The whole listing should be retyped exactly as it appears.

(Beginning of INFORMATION GIVEN)

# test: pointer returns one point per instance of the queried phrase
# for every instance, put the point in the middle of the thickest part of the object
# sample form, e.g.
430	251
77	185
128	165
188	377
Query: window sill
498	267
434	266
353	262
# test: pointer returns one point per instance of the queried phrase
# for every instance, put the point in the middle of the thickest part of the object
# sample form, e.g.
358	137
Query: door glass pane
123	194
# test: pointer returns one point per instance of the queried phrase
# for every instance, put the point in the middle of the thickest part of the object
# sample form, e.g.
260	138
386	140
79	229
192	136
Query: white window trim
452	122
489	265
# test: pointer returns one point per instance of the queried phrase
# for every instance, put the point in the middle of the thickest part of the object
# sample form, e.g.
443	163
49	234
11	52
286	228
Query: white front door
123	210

(End of INFORMATION GIVEN)

[ANSWER]:
# test: pointer returns one point per instance of the queried phrase
# for every instance, put the point in the middle of the thickest part of the object
# sample form, e.g.
430	251
77	185
128	165
188	377
Query: window sill
498	267
434	266
353	262
# test: pointer returns one point per instance of the queried phrase
# for every instance, put the point in the middle of the thickest part of the object
# sample form, e.g.
358	137
Query: door glass pane
123	194
# test: pointer returns one point per instance of the queried phrase
# for every instance, put the point in the middle of the thickest part of the object
# sample form, e.g.
260	138
386	140
79	229
192	136
Query: white window trim
452	122
489	265
# test: pointer returns one point per instance of the queried phrase
# for every instance, put the point in the middle of the thickest part of the object
# sample form, e.g.
443	163
49	234
11	52
286	228
Query: white front door
123	210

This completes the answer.